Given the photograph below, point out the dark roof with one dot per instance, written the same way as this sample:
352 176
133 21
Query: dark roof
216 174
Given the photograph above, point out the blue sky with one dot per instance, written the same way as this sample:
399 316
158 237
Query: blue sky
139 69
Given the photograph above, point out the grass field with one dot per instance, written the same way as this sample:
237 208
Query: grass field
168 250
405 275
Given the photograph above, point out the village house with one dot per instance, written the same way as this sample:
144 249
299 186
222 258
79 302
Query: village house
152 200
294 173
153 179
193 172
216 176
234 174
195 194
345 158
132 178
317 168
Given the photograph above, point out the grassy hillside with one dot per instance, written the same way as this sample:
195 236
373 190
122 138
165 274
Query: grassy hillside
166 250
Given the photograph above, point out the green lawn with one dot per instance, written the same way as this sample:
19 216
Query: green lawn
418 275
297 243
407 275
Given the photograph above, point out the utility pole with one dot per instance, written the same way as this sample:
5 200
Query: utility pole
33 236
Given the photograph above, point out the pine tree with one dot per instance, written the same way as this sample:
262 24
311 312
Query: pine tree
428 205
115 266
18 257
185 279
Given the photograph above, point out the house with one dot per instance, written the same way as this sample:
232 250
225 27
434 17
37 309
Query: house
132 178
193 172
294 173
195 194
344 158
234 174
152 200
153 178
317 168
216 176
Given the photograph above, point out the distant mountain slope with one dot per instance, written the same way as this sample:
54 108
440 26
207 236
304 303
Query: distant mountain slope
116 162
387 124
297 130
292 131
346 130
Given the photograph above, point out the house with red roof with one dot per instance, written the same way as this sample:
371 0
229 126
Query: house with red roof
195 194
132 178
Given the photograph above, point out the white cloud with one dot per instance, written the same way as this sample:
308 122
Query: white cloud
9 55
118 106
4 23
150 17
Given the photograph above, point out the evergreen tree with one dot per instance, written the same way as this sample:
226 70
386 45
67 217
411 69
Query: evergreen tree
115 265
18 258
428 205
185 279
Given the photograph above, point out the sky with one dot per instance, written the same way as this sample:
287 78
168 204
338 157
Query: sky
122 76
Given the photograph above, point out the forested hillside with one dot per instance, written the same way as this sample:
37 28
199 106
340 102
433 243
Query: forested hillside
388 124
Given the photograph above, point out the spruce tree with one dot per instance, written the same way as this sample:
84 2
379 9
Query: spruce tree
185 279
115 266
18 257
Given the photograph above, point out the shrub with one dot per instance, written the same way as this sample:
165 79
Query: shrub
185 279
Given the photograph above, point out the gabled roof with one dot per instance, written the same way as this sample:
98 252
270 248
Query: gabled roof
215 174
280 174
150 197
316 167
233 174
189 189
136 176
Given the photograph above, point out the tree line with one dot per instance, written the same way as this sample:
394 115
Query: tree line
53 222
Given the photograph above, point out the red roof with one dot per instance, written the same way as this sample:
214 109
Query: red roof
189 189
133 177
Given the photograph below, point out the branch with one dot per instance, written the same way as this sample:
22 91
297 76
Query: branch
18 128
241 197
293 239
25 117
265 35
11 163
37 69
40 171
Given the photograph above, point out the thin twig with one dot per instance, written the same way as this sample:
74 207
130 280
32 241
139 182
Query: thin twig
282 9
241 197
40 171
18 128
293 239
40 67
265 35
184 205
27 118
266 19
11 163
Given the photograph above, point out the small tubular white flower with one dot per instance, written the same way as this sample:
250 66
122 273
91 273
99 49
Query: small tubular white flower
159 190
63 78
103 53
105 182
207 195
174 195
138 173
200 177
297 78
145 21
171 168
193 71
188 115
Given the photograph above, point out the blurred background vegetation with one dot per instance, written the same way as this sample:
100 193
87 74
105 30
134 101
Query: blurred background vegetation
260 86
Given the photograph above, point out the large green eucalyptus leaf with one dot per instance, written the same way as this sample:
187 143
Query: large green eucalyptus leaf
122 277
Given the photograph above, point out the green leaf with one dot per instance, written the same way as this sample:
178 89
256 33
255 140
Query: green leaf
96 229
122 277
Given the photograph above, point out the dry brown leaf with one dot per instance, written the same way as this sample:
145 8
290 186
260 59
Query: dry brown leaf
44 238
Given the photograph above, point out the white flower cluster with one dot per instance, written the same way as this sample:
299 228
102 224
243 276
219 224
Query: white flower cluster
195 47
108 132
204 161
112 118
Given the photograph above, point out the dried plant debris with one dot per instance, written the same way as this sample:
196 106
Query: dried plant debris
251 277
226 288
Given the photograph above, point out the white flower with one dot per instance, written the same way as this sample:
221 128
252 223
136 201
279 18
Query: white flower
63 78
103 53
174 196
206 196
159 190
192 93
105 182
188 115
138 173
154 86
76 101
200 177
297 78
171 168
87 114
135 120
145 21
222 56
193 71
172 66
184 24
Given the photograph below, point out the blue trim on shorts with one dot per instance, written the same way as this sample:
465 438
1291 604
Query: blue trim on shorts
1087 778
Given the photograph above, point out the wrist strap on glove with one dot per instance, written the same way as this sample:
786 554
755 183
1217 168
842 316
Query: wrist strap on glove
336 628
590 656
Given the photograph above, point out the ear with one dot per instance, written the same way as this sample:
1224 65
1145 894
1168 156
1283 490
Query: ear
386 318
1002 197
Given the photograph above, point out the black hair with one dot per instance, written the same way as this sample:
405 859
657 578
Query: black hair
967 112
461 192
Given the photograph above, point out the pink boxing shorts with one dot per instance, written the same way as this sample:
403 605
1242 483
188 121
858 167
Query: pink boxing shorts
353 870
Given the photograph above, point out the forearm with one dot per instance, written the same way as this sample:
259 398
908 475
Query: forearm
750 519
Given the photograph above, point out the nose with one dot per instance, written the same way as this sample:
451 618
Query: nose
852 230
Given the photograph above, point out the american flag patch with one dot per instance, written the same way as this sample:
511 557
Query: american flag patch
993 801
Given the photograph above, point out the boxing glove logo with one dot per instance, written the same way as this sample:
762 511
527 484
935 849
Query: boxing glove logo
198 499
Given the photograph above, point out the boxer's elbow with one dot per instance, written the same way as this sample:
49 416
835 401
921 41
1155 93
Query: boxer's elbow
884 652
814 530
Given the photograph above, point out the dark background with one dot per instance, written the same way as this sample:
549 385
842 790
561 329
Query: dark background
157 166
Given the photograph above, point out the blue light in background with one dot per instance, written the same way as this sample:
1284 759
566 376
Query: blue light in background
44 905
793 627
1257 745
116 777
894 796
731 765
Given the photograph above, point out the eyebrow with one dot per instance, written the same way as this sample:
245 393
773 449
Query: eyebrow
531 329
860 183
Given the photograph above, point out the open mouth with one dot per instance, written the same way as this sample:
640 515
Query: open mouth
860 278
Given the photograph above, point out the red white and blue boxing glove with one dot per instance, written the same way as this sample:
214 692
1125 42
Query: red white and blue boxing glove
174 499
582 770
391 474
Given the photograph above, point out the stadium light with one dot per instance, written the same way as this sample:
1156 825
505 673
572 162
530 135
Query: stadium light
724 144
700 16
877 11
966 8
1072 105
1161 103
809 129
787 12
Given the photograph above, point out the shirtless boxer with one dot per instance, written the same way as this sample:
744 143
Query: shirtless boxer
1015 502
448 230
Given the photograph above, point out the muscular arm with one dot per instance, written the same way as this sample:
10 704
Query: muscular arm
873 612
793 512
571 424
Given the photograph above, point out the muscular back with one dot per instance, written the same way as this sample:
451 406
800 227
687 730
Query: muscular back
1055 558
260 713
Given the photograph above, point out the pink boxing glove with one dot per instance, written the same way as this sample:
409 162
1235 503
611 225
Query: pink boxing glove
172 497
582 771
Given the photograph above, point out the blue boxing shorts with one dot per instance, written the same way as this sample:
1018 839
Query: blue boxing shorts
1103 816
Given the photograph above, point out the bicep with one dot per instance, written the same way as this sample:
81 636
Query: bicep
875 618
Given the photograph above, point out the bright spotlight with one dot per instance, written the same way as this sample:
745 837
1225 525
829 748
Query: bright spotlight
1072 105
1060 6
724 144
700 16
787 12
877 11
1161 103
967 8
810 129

_Exercise directions_: Put the lines of the entries into a JSON list of strings, one string per line with blank lines left out, from the line that contains "Given the photograph above, point out the bright" through the end of the entries.

_The response_:
[
  "Given the photograph above, point out the bright spotlight with one dot per instance, written the same way as this sample:",
  "745 837",
  "1225 525",
  "829 748",
  "Query: bright spotlight",
  "1072 105",
  "1060 6",
  "724 144",
  "700 16",
  "787 12",
  "877 11",
  "1161 103",
  "967 8",
  "810 129"
]